* To be done:
Return every line of the entries below that contains the word "green". Matching is case-sensitive.

· · · ·

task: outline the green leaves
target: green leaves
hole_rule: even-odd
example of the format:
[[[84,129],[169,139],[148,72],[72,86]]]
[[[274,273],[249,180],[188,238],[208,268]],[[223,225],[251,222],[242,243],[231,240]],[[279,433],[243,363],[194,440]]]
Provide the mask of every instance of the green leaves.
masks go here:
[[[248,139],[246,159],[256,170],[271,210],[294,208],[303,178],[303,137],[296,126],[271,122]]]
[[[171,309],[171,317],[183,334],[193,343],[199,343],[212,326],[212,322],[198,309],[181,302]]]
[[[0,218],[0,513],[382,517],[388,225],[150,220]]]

· · · ·

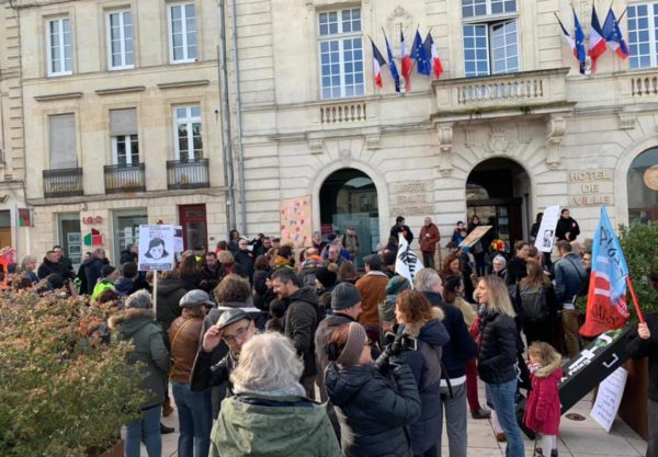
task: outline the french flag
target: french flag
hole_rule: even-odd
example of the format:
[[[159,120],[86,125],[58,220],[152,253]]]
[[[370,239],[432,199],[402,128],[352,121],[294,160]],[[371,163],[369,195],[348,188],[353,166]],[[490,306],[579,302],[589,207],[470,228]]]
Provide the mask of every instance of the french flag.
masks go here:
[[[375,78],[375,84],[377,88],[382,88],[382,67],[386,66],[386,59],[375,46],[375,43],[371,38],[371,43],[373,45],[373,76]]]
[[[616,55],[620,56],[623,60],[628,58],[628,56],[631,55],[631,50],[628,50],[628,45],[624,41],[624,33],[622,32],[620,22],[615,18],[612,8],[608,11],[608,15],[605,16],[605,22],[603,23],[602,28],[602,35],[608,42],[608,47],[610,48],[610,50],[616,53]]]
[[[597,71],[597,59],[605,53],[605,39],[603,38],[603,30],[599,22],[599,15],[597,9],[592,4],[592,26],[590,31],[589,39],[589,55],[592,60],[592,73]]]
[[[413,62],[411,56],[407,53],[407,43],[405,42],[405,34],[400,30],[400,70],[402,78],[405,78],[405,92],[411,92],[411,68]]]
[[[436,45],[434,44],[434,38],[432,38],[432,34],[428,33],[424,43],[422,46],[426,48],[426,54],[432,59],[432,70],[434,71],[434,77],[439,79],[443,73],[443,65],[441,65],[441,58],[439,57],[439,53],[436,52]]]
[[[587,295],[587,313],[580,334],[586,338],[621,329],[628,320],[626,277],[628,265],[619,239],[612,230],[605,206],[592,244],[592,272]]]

· · · ·

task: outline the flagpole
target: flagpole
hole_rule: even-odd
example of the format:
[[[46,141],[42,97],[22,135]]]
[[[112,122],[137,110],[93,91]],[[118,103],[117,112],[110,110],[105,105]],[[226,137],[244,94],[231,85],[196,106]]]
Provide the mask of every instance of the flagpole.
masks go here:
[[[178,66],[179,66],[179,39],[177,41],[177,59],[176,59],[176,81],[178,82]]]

· · · ·

* Solution for this task:
task: outline the green leaves
target: green leaves
Provide the mask of every instance of the green leaves.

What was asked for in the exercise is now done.